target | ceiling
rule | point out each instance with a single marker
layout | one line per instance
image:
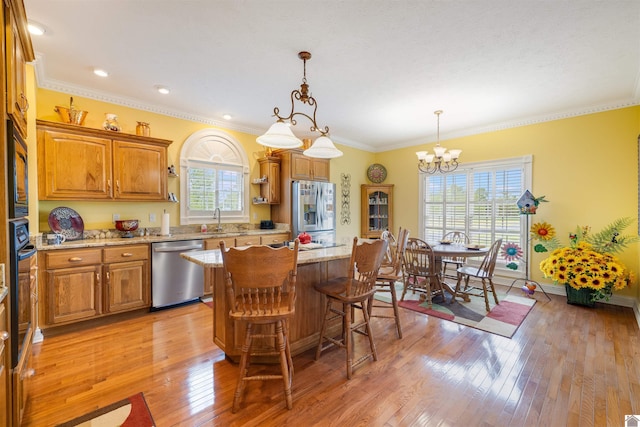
(379, 68)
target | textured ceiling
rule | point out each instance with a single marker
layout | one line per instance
(379, 68)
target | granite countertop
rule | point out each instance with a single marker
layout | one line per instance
(213, 257)
(89, 243)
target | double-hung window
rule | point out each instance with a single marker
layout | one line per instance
(214, 175)
(479, 199)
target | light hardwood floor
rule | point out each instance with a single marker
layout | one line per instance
(566, 365)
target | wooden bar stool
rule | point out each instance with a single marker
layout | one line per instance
(349, 293)
(388, 275)
(260, 285)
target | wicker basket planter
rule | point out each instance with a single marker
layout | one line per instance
(579, 296)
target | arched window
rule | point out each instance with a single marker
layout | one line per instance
(214, 171)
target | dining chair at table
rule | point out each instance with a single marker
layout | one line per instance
(483, 274)
(388, 275)
(260, 284)
(456, 238)
(421, 272)
(345, 294)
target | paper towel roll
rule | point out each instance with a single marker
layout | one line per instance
(164, 226)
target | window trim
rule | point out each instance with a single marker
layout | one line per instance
(526, 162)
(204, 142)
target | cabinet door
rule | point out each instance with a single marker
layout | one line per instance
(5, 408)
(73, 167)
(320, 169)
(140, 171)
(127, 286)
(72, 294)
(17, 104)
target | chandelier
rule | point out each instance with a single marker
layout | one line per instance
(442, 161)
(280, 135)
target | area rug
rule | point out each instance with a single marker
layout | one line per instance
(503, 319)
(130, 412)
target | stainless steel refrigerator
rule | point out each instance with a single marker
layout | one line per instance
(313, 205)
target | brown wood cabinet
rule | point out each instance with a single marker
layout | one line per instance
(230, 242)
(269, 180)
(126, 272)
(82, 284)
(76, 163)
(5, 365)
(18, 51)
(377, 210)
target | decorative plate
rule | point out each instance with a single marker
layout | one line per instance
(377, 173)
(67, 222)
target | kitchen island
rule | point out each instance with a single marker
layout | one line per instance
(314, 266)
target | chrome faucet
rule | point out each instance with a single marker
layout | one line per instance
(216, 215)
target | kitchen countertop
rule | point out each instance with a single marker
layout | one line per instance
(90, 243)
(213, 257)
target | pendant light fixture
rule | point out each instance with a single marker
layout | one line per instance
(280, 135)
(442, 161)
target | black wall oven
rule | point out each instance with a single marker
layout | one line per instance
(21, 253)
(18, 181)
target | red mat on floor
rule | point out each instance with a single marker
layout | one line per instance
(130, 412)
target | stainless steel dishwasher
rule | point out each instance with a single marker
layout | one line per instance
(174, 280)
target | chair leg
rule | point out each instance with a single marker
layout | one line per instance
(396, 311)
(323, 329)
(349, 337)
(370, 335)
(281, 344)
(486, 296)
(244, 359)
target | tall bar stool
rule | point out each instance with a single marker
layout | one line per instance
(260, 284)
(388, 275)
(350, 293)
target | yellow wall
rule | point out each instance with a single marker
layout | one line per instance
(587, 167)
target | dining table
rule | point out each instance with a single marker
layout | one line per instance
(442, 250)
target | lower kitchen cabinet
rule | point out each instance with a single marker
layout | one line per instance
(82, 284)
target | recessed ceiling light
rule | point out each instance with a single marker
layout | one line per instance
(163, 89)
(35, 29)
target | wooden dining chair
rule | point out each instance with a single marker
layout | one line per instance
(456, 238)
(421, 272)
(483, 273)
(388, 275)
(260, 284)
(345, 294)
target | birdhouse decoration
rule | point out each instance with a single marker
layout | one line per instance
(528, 204)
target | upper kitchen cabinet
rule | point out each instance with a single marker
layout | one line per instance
(297, 166)
(19, 51)
(76, 163)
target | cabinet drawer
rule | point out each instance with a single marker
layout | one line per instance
(247, 240)
(275, 238)
(72, 258)
(229, 242)
(126, 253)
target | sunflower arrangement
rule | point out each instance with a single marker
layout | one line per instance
(588, 261)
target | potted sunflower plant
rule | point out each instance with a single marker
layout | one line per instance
(587, 266)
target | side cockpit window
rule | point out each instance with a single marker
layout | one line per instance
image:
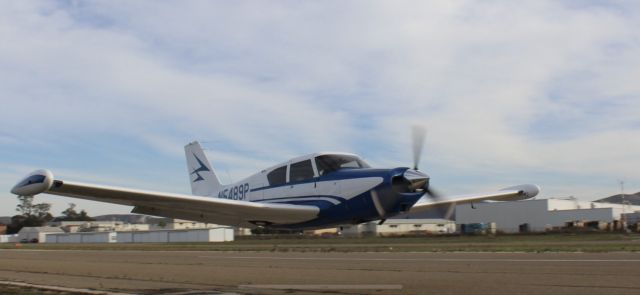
(301, 171)
(278, 176)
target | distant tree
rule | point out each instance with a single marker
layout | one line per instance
(70, 214)
(30, 214)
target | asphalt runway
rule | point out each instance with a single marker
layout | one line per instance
(201, 272)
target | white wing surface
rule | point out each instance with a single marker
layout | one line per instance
(514, 193)
(205, 209)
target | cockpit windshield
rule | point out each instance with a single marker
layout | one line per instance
(329, 163)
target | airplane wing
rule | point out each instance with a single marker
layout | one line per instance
(205, 209)
(446, 207)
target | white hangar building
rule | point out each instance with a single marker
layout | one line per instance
(540, 215)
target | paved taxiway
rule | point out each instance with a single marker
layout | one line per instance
(328, 273)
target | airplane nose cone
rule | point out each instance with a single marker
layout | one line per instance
(416, 179)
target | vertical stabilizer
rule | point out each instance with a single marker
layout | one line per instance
(204, 181)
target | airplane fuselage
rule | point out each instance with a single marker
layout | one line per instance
(347, 195)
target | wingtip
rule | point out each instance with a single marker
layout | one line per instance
(36, 182)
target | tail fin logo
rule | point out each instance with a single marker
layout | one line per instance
(202, 168)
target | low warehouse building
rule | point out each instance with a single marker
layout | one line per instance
(220, 234)
(37, 234)
(90, 237)
(540, 215)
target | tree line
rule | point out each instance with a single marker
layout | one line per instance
(31, 214)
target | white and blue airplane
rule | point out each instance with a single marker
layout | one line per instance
(314, 191)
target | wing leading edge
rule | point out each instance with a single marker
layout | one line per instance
(514, 193)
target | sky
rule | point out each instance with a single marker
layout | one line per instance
(511, 92)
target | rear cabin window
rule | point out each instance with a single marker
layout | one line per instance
(277, 176)
(301, 171)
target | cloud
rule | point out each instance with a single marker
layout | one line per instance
(511, 92)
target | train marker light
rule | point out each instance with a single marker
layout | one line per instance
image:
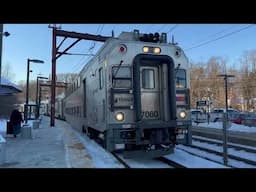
(145, 49)
(122, 48)
(182, 114)
(119, 116)
(157, 50)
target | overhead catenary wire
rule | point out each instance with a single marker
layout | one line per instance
(221, 37)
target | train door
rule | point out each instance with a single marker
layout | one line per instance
(154, 91)
(150, 92)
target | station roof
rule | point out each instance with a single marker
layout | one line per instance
(8, 88)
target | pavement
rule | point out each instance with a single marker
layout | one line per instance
(50, 147)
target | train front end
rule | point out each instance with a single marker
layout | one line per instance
(144, 115)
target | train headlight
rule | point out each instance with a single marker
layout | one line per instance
(119, 116)
(157, 50)
(183, 114)
(145, 49)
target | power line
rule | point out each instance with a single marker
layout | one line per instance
(212, 35)
(172, 28)
(221, 37)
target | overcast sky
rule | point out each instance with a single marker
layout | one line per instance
(200, 42)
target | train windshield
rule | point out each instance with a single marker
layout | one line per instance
(180, 78)
(121, 77)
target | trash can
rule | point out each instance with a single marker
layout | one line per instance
(9, 128)
(26, 132)
(35, 124)
(2, 150)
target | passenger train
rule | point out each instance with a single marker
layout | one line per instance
(133, 95)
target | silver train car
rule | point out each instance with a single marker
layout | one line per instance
(126, 97)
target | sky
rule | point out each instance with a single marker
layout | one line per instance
(200, 42)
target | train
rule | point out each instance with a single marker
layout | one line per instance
(133, 96)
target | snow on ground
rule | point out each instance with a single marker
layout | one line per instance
(191, 161)
(234, 127)
(100, 157)
(55, 147)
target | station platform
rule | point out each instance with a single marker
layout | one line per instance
(49, 147)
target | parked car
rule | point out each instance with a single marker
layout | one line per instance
(198, 116)
(217, 114)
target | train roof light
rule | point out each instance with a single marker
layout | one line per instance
(145, 49)
(157, 50)
(122, 48)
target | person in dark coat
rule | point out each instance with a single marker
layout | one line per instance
(15, 121)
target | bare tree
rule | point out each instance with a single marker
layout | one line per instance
(7, 72)
(248, 79)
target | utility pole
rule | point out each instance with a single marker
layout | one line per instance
(1, 45)
(56, 53)
(225, 121)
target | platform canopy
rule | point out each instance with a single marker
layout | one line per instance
(8, 88)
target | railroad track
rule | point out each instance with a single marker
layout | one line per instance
(248, 161)
(160, 162)
(219, 143)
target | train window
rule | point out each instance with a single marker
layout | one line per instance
(101, 77)
(121, 72)
(84, 106)
(180, 78)
(78, 82)
(148, 79)
(121, 77)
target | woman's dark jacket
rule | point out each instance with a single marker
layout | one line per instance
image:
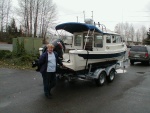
(43, 60)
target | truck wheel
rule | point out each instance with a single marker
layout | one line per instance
(101, 79)
(111, 75)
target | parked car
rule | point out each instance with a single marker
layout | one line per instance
(139, 53)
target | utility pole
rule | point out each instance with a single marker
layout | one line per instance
(92, 15)
(77, 18)
(84, 15)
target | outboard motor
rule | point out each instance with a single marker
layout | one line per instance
(59, 47)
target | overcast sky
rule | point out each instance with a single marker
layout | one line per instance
(107, 12)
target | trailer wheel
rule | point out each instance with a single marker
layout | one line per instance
(111, 75)
(101, 79)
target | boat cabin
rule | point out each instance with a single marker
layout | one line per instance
(89, 37)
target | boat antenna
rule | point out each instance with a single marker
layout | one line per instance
(86, 38)
(92, 15)
(84, 15)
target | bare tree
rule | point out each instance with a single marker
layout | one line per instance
(143, 32)
(38, 15)
(138, 35)
(5, 8)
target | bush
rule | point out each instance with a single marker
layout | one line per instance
(5, 54)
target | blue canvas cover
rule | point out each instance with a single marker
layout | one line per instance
(73, 27)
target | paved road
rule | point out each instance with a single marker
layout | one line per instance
(21, 91)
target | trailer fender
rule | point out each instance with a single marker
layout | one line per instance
(97, 73)
(108, 69)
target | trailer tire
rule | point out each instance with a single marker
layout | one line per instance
(111, 75)
(101, 79)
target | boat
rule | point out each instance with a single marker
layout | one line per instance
(93, 46)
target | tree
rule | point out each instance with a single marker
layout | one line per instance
(38, 16)
(5, 8)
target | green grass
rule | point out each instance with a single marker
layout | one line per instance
(11, 60)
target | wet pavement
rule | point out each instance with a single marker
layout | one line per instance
(21, 91)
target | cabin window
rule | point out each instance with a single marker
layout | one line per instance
(118, 39)
(77, 40)
(98, 41)
(114, 39)
(108, 39)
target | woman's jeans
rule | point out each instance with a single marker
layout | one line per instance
(49, 81)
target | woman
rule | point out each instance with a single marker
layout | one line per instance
(48, 62)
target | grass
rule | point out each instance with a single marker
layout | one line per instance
(9, 60)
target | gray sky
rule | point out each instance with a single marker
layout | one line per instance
(107, 12)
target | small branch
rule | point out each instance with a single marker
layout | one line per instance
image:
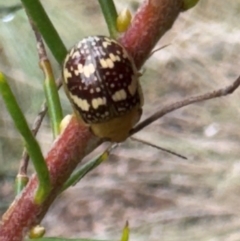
(37, 13)
(35, 128)
(157, 147)
(72, 145)
(177, 105)
(30, 142)
(50, 87)
(110, 14)
(86, 168)
(149, 24)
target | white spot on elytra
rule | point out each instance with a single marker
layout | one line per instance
(98, 101)
(119, 95)
(110, 63)
(133, 86)
(103, 63)
(76, 54)
(105, 44)
(81, 103)
(88, 70)
(66, 74)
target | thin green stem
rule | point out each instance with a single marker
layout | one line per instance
(50, 86)
(86, 168)
(30, 142)
(37, 13)
(53, 101)
(110, 14)
(20, 182)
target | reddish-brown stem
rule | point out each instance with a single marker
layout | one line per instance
(151, 21)
(149, 24)
(65, 154)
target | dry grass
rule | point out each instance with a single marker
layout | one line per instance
(163, 197)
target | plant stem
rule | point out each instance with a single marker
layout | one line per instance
(30, 142)
(37, 13)
(86, 168)
(110, 14)
(51, 93)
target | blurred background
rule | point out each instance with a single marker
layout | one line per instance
(162, 196)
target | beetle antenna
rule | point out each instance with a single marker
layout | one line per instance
(157, 147)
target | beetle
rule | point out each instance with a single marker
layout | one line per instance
(102, 83)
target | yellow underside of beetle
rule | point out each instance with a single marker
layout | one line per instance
(117, 129)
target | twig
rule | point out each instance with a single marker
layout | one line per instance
(35, 128)
(158, 147)
(179, 104)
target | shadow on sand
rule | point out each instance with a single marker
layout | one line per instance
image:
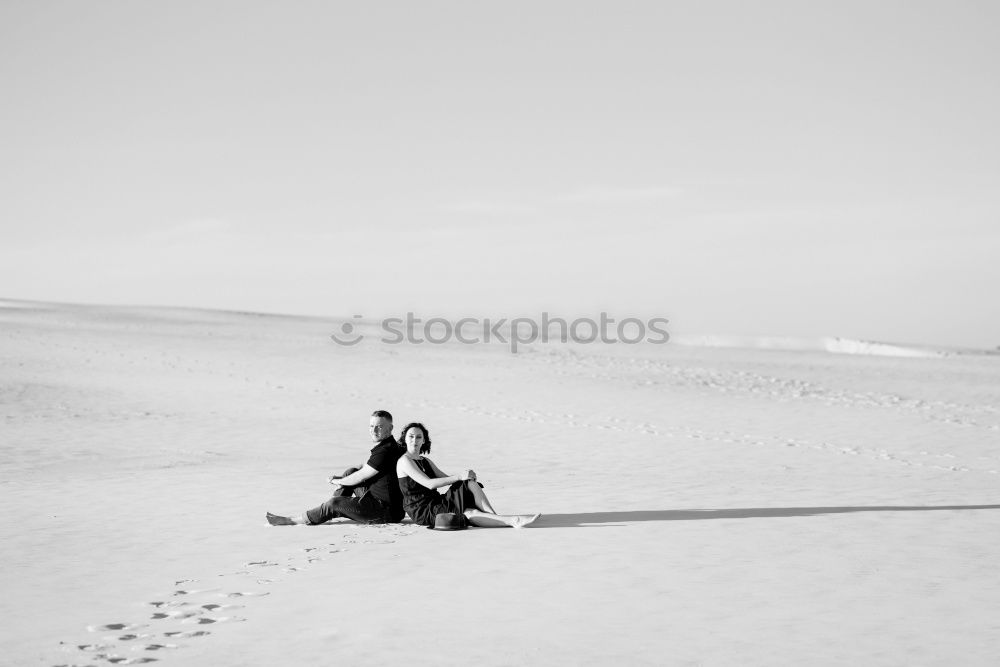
(598, 519)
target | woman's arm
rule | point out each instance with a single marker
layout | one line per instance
(440, 473)
(407, 468)
(437, 471)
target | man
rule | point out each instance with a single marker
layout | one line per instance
(369, 494)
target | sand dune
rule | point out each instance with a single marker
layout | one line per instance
(701, 505)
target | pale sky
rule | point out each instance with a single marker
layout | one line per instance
(772, 168)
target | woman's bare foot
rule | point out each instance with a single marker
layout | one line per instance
(278, 520)
(522, 520)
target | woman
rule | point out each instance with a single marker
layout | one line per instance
(419, 480)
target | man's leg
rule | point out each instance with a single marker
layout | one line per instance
(355, 509)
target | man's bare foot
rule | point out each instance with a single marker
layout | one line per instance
(278, 520)
(522, 520)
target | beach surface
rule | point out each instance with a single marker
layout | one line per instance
(701, 505)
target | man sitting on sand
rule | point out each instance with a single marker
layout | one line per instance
(366, 495)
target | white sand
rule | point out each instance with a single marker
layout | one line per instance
(701, 506)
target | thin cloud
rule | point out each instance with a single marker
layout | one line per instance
(618, 195)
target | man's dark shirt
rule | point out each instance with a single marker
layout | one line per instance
(384, 484)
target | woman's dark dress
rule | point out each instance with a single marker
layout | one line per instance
(423, 504)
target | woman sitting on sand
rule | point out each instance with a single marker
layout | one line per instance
(419, 480)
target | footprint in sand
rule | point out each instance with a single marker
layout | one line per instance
(114, 626)
(154, 647)
(208, 620)
(194, 591)
(186, 634)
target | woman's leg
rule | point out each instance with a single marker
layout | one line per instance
(490, 520)
(479, 497)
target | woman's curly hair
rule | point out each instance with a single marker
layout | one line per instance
(426, 448)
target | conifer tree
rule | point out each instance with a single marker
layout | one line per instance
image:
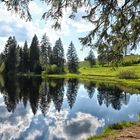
(58, 55)
(34, 55)
(44, 50)
(11, 57)
(91, 58)
(26, 57)
(72, 59)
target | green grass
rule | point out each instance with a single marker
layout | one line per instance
(131, 58)
(103, 74)
(112, 129)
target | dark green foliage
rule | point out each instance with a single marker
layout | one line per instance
(52, 69)
(72, 91)
(58, 55)
(34, 55)
(117, 22)
(72, 59)
(110, 55)
(10, 56)
(91, 58)
(20, 66)
(127, 75)
(45, 50)
(26, 59)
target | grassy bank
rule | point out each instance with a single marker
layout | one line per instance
(112, 130)
(103, 74)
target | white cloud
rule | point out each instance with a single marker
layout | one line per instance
(80, 127)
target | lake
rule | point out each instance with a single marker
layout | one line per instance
(59, 109)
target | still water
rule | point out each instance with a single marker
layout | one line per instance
(59, 109)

━━━━━━

Your objective:
Answer with a number only. How many lines in the records include the word "roof"?

Answer:
2